• [Given text]:

- - -

Dr. Cole was recently named as professor and chief of the Division of Pediatric Hematology/Oncology at Rutgers Robert Wood Johnson Medical School. He is currently an associate professor of pediatrics at the Albert Einstein College of Medicine, The Children’s Hospital at Montefiore in New York. Long supported by grants from the National Institutes of Health, National Cancer Institute and other philanthropic entities, Cole is an active clinical researcher having developed pediatric cancer clinical trial protocols in conjunction with the national cooperative organization Children’s Oncology Group and other collaborators.

Read more.

University of Wisconsin Carbone Cancer Center

Have you ever wondered how a doctor decides which chemotherapy drugs to give to a cancer patient? Mark Burkard, MD, PhD, has an answer:

“There’s usually a list of drugs that have worked for that type of cancer in the past and the doctor chooses the one that is likely most effective and safest for the patient,” said Burkard, a medical oncologist and researcher at the UW Carbone Cancer Center. “Often, patients will get multiple drugs from that list, one after another, until the doctor finds one that works.”

This process can be tedious, time-consuming, and cause unnecessary side effects in patients.

Burkard and his colleagues are working hard to improve this process. With funding from Garding Against Cancer, Burkard is conducting a clinical trial to find better ways to predict which drugs will work best for which patients.

Read more.

Information for this story was compiled from Big Ten CRC member websites, news releases, and social media.

- - -

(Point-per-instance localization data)
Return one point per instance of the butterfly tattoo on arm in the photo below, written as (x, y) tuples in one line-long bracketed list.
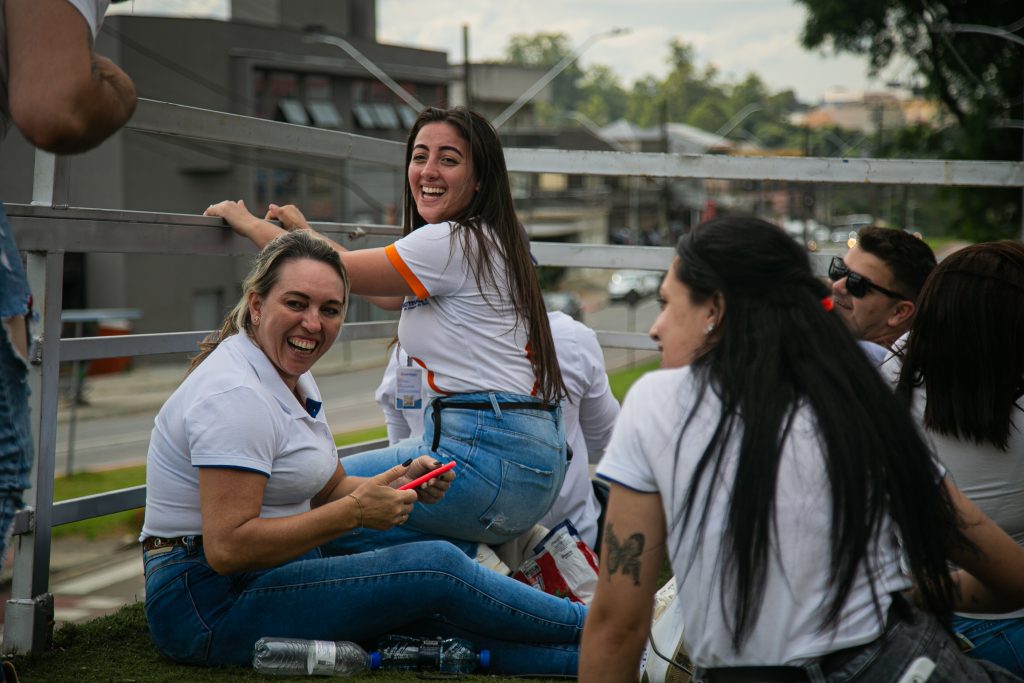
[(625, 555)]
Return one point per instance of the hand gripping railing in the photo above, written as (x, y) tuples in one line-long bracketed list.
[(48, 228)]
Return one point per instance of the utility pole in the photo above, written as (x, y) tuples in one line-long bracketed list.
[(465, 67)]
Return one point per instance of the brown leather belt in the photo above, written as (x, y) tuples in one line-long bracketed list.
[(155, 542)]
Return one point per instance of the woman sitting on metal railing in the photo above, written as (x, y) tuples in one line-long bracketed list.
[(473, 319), (788, 486), (244, 487), (963, 374)]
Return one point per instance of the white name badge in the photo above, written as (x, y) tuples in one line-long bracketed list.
[(409, 389)]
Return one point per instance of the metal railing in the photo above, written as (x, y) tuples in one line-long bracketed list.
[(47, 229)]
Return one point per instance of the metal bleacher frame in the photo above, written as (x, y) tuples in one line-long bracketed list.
[(48, 227)]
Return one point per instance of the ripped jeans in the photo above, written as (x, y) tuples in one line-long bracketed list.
[(511, 463), (15, 433)]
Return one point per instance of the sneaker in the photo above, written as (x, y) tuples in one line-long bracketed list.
[(486, 556), (665, 654), (520, 549)]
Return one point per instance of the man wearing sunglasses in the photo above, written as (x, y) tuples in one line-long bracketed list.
[(876, 285)]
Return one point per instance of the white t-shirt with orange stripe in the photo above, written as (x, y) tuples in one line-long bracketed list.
[(462, 332)]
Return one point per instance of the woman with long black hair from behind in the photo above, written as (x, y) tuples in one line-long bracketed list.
[(963, 374), (473, 321), (777, 469)]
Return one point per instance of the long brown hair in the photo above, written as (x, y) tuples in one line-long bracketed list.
[(263, 275), (492, 206), (967, 344)]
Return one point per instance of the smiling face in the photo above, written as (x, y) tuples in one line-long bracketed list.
[(876, 316), (299, 318), (681, 328), (440, 173)]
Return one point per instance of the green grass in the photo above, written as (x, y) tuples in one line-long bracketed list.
[(87, 483), (129, 522), (371, 434), (118, 648), (622, 380)]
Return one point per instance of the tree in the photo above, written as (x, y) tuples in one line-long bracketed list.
[(977, 78)]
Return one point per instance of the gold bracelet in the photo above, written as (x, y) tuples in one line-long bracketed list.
[(358, 527)]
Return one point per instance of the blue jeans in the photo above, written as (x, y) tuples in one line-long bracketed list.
[(909, 634), (15, 433), (197, 615), (511, 464), (998, 640)]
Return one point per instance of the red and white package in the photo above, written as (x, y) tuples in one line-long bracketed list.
[(562, 564)]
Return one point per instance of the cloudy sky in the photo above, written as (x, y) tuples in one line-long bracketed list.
[(737, 36)]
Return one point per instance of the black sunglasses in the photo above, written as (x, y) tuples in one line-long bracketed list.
[(856, 284)]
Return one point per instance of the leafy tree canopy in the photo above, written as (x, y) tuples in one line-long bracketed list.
[(976, 76)]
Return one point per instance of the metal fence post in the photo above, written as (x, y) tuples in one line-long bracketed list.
[(29, 612)]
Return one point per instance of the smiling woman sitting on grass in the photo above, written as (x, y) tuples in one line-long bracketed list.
[(245, 488)]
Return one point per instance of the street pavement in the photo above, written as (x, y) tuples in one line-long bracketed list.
[(92, 578)]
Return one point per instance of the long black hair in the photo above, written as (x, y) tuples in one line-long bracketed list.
[(967, 343), (777, 349), (492, 206)]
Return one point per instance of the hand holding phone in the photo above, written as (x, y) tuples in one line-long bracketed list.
[(428, 476)]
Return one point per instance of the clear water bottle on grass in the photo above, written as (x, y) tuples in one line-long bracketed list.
[(293, 656), (453, 655)]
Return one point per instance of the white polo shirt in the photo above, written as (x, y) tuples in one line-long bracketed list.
[(645, 455), (589, 417), (462, 332), (235, 411)]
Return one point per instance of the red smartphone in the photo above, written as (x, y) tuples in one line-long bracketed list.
[(427, 477)]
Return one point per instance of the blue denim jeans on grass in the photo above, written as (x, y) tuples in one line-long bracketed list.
[(511, 464), (15, 433), (998, 640), (199, 616)]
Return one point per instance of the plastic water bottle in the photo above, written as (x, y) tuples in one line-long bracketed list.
[(293, 656), (453, 655)]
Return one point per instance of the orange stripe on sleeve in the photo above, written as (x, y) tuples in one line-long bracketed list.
[(414, 283)]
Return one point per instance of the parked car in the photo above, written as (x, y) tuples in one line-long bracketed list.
[(632, 286), (566, 302)]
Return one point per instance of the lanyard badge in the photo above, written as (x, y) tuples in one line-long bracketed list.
[(409, 388)]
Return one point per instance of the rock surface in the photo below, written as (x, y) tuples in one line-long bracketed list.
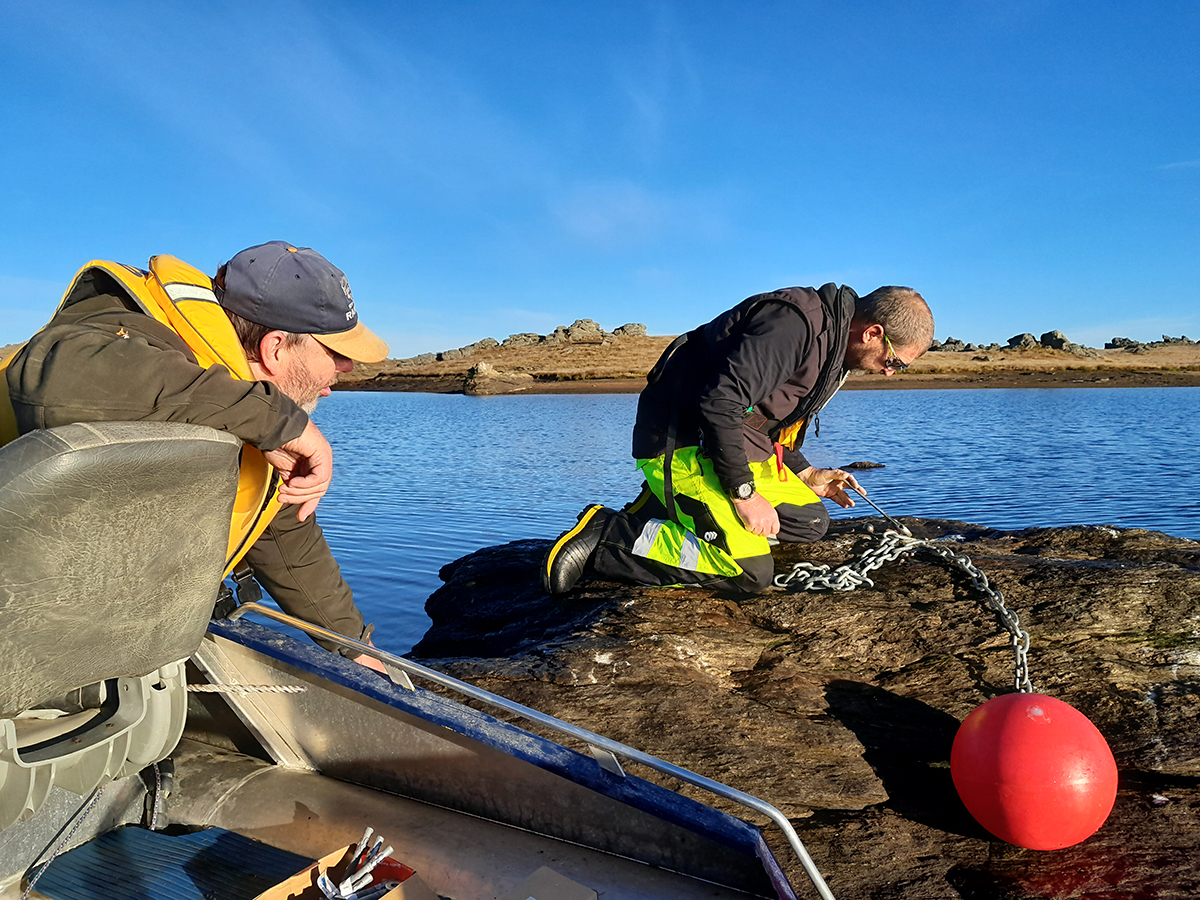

- - -

• [Assignment 1]:
In the cancer research news text, what organization funds Burkard's clinical trial?
• [Assignment 2]:
Extend the cancer research news text past its final line.

• [Response 1]:
Garding Against Cancer funds it.

• [Response 2]:
About the Big Ten Cancer Research Consortium: The Big Ten Cancer Research Consortium was created in 2013 to transform the conduct of cancer research through collaborative, hypothesis-driven, highly translational oncology trials that leverage the scientific and clinical expertise of Big Ten universities. The goal of the Big Ten Cancer Research Consortium is to create a unique team-research culture to drive science rapidly from ideas to new approaches to cancer treatment. Within this innovative environment, today’s research leaders collaborate with and mentor the research leaders of tomorrow with the unified goal of improving the lives of all patients with cancer.

About the Big Ten Conference: The Big Ten Conference is an association of world-class universities whose member institutions share a common mission of research, graduate, professional and undergraduate teaching and public service. Founded in 1896, the Big Ten has sustained a comprehensive set of shared practices and policies that enforce the priority of academics in the lives of students competing in intercollegiate athletics and emphasize the values of integrity, fairness and competitiveness. The broad-based programs of the 14 Big Ten institutions will provide over $200 million in direct financial support to almost 9,500 students for more than 11,000 participation opportunities on 350 teams in 42 different sports. The Big Ten sponsors 28 official conference sports, 14 for men and 14 for women, including the addition of men’s ice hockey and men’s and women’s lacrosse since 2013. For more information, visit www.bigten.org.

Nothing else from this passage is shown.